-- Start of LISTED RECORDS --
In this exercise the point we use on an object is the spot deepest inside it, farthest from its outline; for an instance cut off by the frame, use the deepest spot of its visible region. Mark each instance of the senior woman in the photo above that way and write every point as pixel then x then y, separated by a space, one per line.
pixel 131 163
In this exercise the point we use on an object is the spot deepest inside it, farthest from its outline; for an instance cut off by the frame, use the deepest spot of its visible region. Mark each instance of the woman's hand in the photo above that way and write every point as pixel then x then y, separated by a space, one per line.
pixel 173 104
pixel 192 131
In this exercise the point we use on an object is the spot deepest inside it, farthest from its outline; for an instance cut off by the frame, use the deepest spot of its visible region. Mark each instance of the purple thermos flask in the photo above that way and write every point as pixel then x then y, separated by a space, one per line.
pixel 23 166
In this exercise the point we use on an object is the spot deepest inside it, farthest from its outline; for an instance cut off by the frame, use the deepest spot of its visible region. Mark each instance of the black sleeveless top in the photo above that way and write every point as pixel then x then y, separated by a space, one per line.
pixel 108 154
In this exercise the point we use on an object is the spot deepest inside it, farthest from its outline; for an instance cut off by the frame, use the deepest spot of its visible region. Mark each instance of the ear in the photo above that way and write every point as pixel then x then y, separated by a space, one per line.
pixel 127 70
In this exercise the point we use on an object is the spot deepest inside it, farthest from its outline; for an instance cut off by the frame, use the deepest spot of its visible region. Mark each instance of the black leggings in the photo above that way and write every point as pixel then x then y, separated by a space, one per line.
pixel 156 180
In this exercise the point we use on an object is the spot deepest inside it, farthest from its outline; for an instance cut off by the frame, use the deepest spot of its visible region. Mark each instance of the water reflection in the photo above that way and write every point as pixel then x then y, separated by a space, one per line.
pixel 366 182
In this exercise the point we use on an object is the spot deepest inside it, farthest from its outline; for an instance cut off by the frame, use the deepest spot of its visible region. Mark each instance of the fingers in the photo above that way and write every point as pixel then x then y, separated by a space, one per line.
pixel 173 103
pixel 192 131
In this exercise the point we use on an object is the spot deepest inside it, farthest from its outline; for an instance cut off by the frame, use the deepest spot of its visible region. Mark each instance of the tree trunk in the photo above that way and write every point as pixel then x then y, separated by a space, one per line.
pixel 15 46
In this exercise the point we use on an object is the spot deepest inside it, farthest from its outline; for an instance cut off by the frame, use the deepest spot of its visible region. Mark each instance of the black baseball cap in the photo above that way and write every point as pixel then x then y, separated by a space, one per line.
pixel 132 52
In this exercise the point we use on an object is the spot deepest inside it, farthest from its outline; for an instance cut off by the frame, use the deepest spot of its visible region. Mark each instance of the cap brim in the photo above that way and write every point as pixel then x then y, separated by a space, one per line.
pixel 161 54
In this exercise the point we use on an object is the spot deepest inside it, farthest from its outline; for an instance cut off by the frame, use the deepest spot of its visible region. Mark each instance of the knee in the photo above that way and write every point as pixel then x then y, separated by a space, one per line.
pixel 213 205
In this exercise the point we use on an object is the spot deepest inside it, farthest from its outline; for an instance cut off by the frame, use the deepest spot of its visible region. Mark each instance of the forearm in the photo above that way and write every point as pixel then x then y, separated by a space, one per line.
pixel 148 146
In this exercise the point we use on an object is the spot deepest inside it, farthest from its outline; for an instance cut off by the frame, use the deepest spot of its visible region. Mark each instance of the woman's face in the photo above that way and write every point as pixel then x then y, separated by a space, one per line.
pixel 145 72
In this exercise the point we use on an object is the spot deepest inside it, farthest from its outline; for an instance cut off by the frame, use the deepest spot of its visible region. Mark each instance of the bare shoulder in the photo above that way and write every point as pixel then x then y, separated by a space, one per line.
-- End of LISTED RECORDS --
### TASK GOAL
Rewrite the stretch from the line containing "of the knee" through the line containing "pixel 148 146" as a JSON list of strings, one string per line, leaving out any blank lines.

### SOLUTION FOR THIS PROBLEM
[
  "In this exercise the point we use on an object is the spot deepest inside it, farthest from its outline; for an instance cut off by the frame, use the deepest spot of its visible region. Mark each instance of the knee in the photo above that way and write every point as pixel then x then y, separated by a space, one per line.",
  "pixel 213 205",
  "In this exercise the point we use on an object is the spot deepest inside it, farthest from its outline; for an instance cut off by the frame, use the deepest spot of its visible region. Mark each instance of the forearm in the photo above that way and write every point as pixel then x then y, separated by a space, one per line.",
  "pixel 148 146"
]